WORK TO BE COMPLETED> Every entry must be given again exactly. Include no pictures.

[Data items]
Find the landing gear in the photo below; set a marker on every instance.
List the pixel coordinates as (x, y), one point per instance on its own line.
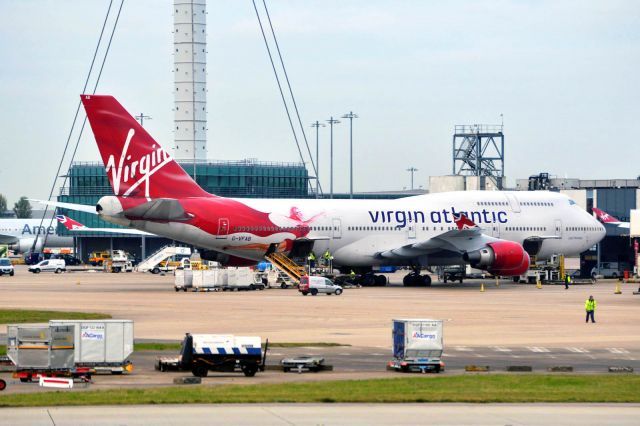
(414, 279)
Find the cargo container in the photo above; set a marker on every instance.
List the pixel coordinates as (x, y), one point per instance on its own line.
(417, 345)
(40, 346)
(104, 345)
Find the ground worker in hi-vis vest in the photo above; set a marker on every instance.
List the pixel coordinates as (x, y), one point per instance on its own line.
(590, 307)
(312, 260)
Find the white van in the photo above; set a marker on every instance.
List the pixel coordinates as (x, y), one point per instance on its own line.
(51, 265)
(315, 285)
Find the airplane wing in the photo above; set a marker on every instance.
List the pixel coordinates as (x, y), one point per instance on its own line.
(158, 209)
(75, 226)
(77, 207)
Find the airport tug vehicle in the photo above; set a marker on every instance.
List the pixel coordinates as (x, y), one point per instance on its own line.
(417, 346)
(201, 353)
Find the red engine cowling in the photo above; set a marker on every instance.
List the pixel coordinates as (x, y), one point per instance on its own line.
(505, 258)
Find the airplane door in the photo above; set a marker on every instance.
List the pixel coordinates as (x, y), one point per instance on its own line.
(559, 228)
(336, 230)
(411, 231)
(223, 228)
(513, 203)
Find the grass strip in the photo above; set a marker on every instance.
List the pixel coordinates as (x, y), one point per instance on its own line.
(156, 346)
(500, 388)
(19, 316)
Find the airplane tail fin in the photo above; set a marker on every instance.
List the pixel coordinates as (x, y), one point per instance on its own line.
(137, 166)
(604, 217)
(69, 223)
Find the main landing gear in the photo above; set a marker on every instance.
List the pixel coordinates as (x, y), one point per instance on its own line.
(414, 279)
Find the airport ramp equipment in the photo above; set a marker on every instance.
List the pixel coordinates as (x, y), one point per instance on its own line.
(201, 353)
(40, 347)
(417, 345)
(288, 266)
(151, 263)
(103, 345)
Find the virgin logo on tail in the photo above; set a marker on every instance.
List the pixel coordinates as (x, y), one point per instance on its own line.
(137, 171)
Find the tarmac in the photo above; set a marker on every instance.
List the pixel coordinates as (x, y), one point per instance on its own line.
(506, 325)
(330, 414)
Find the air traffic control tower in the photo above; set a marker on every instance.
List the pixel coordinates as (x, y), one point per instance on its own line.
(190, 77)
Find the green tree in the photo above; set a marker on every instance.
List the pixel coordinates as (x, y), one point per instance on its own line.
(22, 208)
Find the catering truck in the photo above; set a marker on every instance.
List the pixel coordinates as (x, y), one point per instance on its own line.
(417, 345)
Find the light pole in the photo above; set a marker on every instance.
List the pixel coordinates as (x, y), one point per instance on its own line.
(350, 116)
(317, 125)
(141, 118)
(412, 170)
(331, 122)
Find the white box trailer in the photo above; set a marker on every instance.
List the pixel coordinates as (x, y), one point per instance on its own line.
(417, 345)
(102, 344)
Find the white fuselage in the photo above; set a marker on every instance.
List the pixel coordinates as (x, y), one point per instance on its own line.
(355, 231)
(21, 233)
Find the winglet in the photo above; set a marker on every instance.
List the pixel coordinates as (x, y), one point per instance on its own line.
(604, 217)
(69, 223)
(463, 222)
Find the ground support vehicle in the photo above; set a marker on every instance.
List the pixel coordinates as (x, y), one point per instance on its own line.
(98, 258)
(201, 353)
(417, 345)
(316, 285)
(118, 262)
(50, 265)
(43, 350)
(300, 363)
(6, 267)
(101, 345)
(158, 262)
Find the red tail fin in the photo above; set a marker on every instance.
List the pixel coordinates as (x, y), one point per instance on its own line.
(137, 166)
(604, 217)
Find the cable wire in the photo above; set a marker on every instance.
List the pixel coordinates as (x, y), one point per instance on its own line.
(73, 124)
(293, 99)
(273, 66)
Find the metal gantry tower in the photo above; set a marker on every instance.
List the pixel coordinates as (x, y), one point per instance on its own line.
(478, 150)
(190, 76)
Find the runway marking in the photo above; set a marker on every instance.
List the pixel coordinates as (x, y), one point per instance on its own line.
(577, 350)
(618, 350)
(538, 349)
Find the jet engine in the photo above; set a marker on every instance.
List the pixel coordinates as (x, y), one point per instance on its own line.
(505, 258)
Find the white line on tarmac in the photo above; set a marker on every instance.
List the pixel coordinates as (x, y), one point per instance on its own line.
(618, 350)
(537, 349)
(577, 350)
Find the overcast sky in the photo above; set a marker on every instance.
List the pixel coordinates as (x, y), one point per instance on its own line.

SOLUTION TO THIS TASK>
Find the landing gear in the photo below; set a marker on every instance.
List the pixel coordinates as (x, y), one point per instance on its own line.
(414, 279)
Find the cargo container in the photo above; set a marker on every instance.
List the pixel coordinates as (x, y), one point per instance on its own line.
(417, 345)
(40, 346)
(104, 345)
Find the ground worker in hi-vis vest in the photo above; set a marker on every instance.
List the pixel coordinates as (x, y), one point per instance on its own line.
(590, 307)
(312, 260)
Find the white van in the photo above; set a marker on every instance.
List the pixel coordinates as (x, y), one point per instance on its own line.
(51, 265)
(315, 285)
Find the airplane wing in the photo above; set a marker on every instance.
List the pixel coordinates as (x, y), one point per instance on its own line.
(158, 209)
(75, 226)
(77, 207)
Find the airport tug vehicle in the photo above; set a marker on every instance.
List the pixel coordinates as (x, y), one point per instance on its own line.
(417, 346)
(201, 353)
Find the red engine cowling in the photo above; set a marker on every instance.
List the pixel coordinates as (x, y), one point per instance on its own line.
(505, 258)
Find the airplane door in the photo above; set a marker on every instance.
List the pixel coordinates as (x, y), one point per instance on its own line.
(559, 228)
(336, 230)
(411, 231)
(223, 228)
(513, 203)
Find the grass strip in the photo above; set a marker on every instance.
List the pixel coordinates as (x, y), one point per instance on its own line.
(156, 346)
(500, 388)
(19, 316)
Find the airplane tail fin in the photo above; set a marker on every instance.
List the pixel coordinates as (x, y), one point per instance on its own line.
(137, 166)
(604, 217)
(69, 223)
Find the main landing gear in the photo above; set a marker on every instance.
List the pixel coordinates as (x, y), one point per instance on its own line.
(414, 279)
Find the airport ramp equipment in the photo above; set a marker on every instance.
List the pixel coordinates as (x, y), one point per instance on its own line.
(201, 353)
(40, 347)
(417, 345)
(288, 266)
(151, 263)
(103, 345)
Find the virgin logo on tail in the photo above; set a marker on every instance.
List the pixel coordinates as (x, y), one point per instance on its own line.
(137, 171)
Find the tarmac in the photo above; set a marker on every instance.
List the pixel coordinates as (x, y), one point per instance on its own line.
(506, 325)
(330, 414)
Find the air traffic control tower in the photo above; set a marker on every instance.
List the pixel coordinates as (x, y), one point per instance on its own line.
(190, 77)
Find the green tree in the photo above; set a marker on every instance.
List the pixel coordinates as (x, y), one point per instance on its own line.
(22, 208)
Find the catering truck in the photo above; set a marker on every instance.
List the pixel coordinates as (x, y), one point per instance on its own line.
(417, 345)
Find the light pole in the photo above; set a marker on every instance.
List the pixel coordinates as (x, y), one point per instance on its own line.
(350, 116)
(317, 125)
(141, 118)
(412, 170)
(331, 122)
Find the white box trailer in the photo above; set a marker on every instance.
List the pixel coordinates as (x, y), one point per instance on its own line.
(417, 345)
(102, 344)
Find the white fuselage in the photo above; set a marker on every instance.
List the pixel coordinates as (x, y), one point per instance on its own line.
(355, 231)
(21, 233)
Find the winglet in the photo above; set a marker on every instance.
List the pixel coordinates as (x, y), one point per instance on its own line.
(604, 217)
(69, 223)
(463, 222)
Find the ground support vehicle in the photo above; set a marker on every instance.
List the pixel coordinates as (x, y), one point per instance on its own line.
(98, 258)
(201, 353)
(417, 345)
(316, 285)
(118, 262)
(50, 265)
(43, 350)
(300, 363)
(6, 267)
(101, 345)
(158, 262)
Find the red tail fin in the photo above; set a marker on every instance.
List the pixel coordinates as (x, y), one point per instance on its own line.
(137, 166)
(604, 217)
Find the cable wire in the photo above; set a marker on every instance.
List the pixel coordinates as (x, y), one point per instance on its own line.
(73, 124)
(293, 99)
(273, 66)
Find the metal gantry tower in the photo above; set a marker on every instance.
List the pixel coordinates as (x, y), one point per instance on its own line.
(478, 150)
(190, 76)
Find the runway marking in the photo above; set a marker on every instance.
List the pixel coordinates as (x, y), one point per instance on its own line.
(577, 350)
(618, 350)
(538, 349)
Find the jet engine in the photo above; set a marker on every instance.
List the pixel coordinates as (x, y), one point per instance on its own line.
(505, 258)
Find the white line on tarmac in the photo above; set a marker on every instance.
List the pixel coordinates as (x, y), one point per instance on its own line.
(618, 350)
(537, 349)
(577, 350)
Find the overcast sky in the photo above; set a marker on every instance.
List the pixel coordinates as (x, y), one point per instance on its own line.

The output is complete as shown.